- _Work to do_
In the post about the Laying on of Hands, what substance does the sacrament use?

- _Article_
※
Masons teach that no one should enter upon any important undertaking without first invoking the blessing of Deity. This was nothing new for me, I’d been taught that as a child and I am on a first name basis with old man Deity. As retirement approached I and made arraignments for a sacrament my birth religion calls “The Laying on of Hands.” A couple drops of consecrated Olive oil is used … which has symbolic and emblematic significance. This is a much more formal approach my usual mighty prayer while flying down the Interstate with the radio blasting away.

The Laying on of Hands will be happening in the near future. The following is an email I sent to the lumberjack friend of mine who is gonna lay hands on me.

Hey Harold

I feel “moved” to tell you from my perspective, what us two getting together with the olive oil is all about. Usually this kind of thing is to ask for a healing, blessing, guidance, or a bestowal of some kind.

I have never felt more whole in my life, I do not need a healing.

I have never felt more blessed in my life, I see more than ever, the blessings that have been coming my way all along. I am thankful, grateful, and the blessings just keep coming.

I have never felt more directed in my life. My guiding force has been there all along, I have chosen time and time again to look inside and listen to that guidance when the world we live in was giving me all kinds of misguided advice. I have direction and am aware of the path ahead.

Bestowal … I was going to say I am in no need of a bestowal … and I am not in need of one. That being said … the bestowal issue is more complex. Gate keepers come to mind again. Only this time it’s not the gates to the abundant kingdom of retirement. Maybe the bestowal issue needs the blessing of wholeness and guidance from within.
※
- _Records shown_
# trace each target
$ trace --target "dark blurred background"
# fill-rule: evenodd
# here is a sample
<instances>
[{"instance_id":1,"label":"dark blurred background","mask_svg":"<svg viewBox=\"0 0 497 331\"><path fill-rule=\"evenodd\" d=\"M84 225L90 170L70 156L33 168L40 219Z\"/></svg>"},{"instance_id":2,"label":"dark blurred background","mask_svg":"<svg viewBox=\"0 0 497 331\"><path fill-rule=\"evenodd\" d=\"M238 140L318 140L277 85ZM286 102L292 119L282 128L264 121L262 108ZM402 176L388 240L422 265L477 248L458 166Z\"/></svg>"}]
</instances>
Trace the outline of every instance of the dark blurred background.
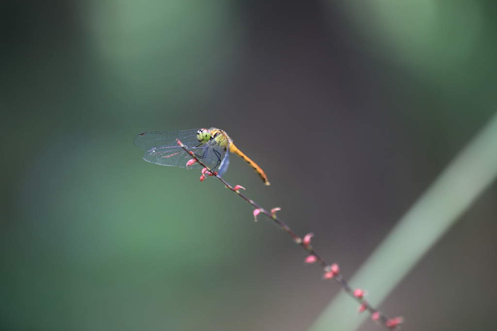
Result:
<instances>
[{"instance_id":1,"label":"dark blurred background","mask_svg":"<svg viewBox=\"0 0 497 331\"><path fill-rule=\"evenodd\" d=\"M348 277L497 110L492 0L0 8L2 330L303 330L339 290L140 132L226 131L271 185L225 179ZM496 198L381 306L404 330L497 329Z\"/></svg>"}]
</instances>

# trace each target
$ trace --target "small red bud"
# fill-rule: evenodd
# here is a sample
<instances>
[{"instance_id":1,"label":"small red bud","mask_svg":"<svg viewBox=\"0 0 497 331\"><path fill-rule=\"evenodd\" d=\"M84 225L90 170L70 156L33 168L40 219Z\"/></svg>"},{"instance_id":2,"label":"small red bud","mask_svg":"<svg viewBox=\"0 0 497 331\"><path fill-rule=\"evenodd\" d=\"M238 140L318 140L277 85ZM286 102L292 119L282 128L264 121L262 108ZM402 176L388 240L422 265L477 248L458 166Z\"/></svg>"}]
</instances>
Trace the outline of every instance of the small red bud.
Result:
<instances>
[{"instance_id":1,"label":"small red bud","mask_svg":"<svg viewBox=\"0 0 497 331\"><path fill-rule=\"evenodd\" d=\"M323 279L331 279L334 276L335 274L333 273L333 271L327 271L325 272L325 274L323 275Z\"/></svg>"},{"instance_id":2,"label":"small red bud","mask_svg":"<svg viewBox=\"0 0 497 331\"><path fill-rule=\"evenodd\" d=\"M302 240L302 244L304 244L304 246L308 246L311 243L311 238L314 236L314 234L312 232L306 234L306 236L304 237L304 240Z\"/></svg>"},{"instance_id":3,"label":"small red bud","mask_svg":"<svg viewBox=\"0 0 497 331\"><path fill-rule=\"evenodd\" d=\"M276 214L276 211L278 210L281 210L281 208L279 207L276 207L276 208L273 208L271 209L271 216L274 216Z\"/></svg>"},{"instance_id":4,"label":"small red bud","mask_svg":"<svg viewBox=\"0 0 497 331\"><path fill-rule=\"evenodd\" d=\"M388 320L387 321L387 323L385 323L385 325L387 326L387 328L395 328L401 323L403 323L404 318L399 317Z\"/></svg>"},{"instance_id":5,"label":"small red bud","mask_svg":"<svg viewBox=\"0 0 497 331\"><path fill-rule=\"evenodd\" d=\"M359 309L357 309L357 311L359 313L362 313L366 309L368 309L368 302L364 301L361 304L361 305L359 306Z\"/></svg>"},{"instance_id":6,"label":"small red bud","mask_svg":"<svg viewBox=\"0 0 497 331\"><path fill-rule=\"evenodd\" d=\"M306 263L314 263L318 261L318 258L316 257L315 255L309 255L308 257L306 258L305 260Z\"/></svg>"},{"instance_id":7,"label":"small red bud","mask_svg":"<svg viewBox=\"0 0 497 331\"><path fill-rule=\"evenodd\" d=\"M241 186L240 185L237 185L234 188L233 188L233 190L234 190L235 191L238 191L240 189L243 189L244 190L245 190L245 188L244 188L243 186Z\"/></svg>"},{"instance_id":8,"label":"small red bud","mask_svg":"<svg viewBox=\"0 0 497 331\"><path fill-rule=\"evenodd\" d=\"M256 222L257 222L257 215L258 215L260 213L260 209L254 209L253 218Z\"/></svg>"},{"instance_id":9,"label":"small red bud","mask_svg":"<svg viewBox=\"0 0 497 331\"><path fill-rule=\"evenodd\" d=\"M364 291L360 288L356 288L354 290L354 296L356 298L362 299L362 297L364 296Z\"/></svg>"}]
</instances>

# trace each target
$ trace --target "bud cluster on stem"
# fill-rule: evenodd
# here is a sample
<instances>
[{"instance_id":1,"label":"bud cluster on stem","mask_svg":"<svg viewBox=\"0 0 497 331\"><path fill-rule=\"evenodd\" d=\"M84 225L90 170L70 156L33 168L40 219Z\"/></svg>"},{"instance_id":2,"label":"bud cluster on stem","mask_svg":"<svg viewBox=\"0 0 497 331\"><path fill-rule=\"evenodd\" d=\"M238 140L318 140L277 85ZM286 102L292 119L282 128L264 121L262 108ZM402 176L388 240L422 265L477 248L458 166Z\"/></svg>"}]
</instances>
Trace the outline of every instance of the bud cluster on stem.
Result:
<instances>
[{"instance_id":1,"label":"bud cluster on stem","mask_svg":"<svg viewBox=\"0 0 497 331\"><path fill-rule=\"evenodd\" d=\"M193 154L193 152L191 151L188 150L188 148L187 148L181 143L181 142L179 141L179 139L177 139L176 141L178 142L178 145L181 147L186 152L188 153L190 156L192 157L192 160L190 160L187 162L187 166L189 166L195 162L197 162L200 165L204 167L204 168L202 169L201 171L202 175L200 176L201 182L203 181L205 178L206 174L207 174L207 176L214 176L218 178L219 180L224 183L227 189L229 189L235 193L237 193L244 199L252 205L252 206L255 208L253 210L253 214L254 220L256 222L257 221L257 215L260 213L263 214L269 218L272 219L280 228L281 228L282 230L288 233L292 237L292 239L295 242L295 243L300 245L304 249L305 249L309 254L309 255L305 259L305 263L308 264L317 263L319 265L323 268L323 269L324 271L324 273L323 275L324 279L334 280L337 282L340 286L342 287L342 288L343 288L345 292L349 294L351 298L355 299L359 302L359 306L357 310L358 312L362 313L363 312L368 311L371 314L371 317L372 320L383 326L386 329L390 330L400 330L400 324L404 322L404 318L395 317L391 319L387 318L386 316L380 312L379 311L371 306L366 300L364 300L364 297L366 294L364 291L360 288L356 288L354 289L350 286L350 285L349 285L348 282L345 280L345 279L340 273L340 268L337 264L333 263L331 265L329 265L324 260L318 255L318 254L314 251L314 249L313 248L312 246L311 245L311 238L314 236L314 233L308 233L304 237L303 239L301 239L295 232L294 232L290 228L290 227L283 223L283 221L276 216L276 211L281 210L281 208L273 208L271 209L271 212L269 212L263 208L261 207L253 201L240 193L240 190L241 189L243 189L245 190L245 188L242 187L240 185L236 185L234 187L232 187L231 185L226 183L224 180L218 175L217 172L213 171L206 167L200 161L198 160L198 159L196 158L195 154Z\"/></svg>"}]
</instances>

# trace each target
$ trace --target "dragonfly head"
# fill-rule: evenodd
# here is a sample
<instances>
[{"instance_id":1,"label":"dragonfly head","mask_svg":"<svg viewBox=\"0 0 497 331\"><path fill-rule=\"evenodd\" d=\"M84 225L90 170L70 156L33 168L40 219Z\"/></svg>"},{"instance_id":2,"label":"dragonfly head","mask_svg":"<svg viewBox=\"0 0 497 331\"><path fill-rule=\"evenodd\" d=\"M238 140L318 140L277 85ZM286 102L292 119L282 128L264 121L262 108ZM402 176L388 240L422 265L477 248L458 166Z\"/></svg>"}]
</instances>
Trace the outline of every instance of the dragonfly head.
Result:
<instances>
[{"instance_id":1,"label":"dragonfly head","mask_svg":"<svg viewBox=\"0 0 497 331\"><path fill-rule=\"evenodd\" d=\"M200 142L207 142L211 138L211 132L206 129L201 129L197 132L197 139Z\"/></svg>"}]
</instances>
※
- _Response to this task_
A couple drops of consecrated olive oil.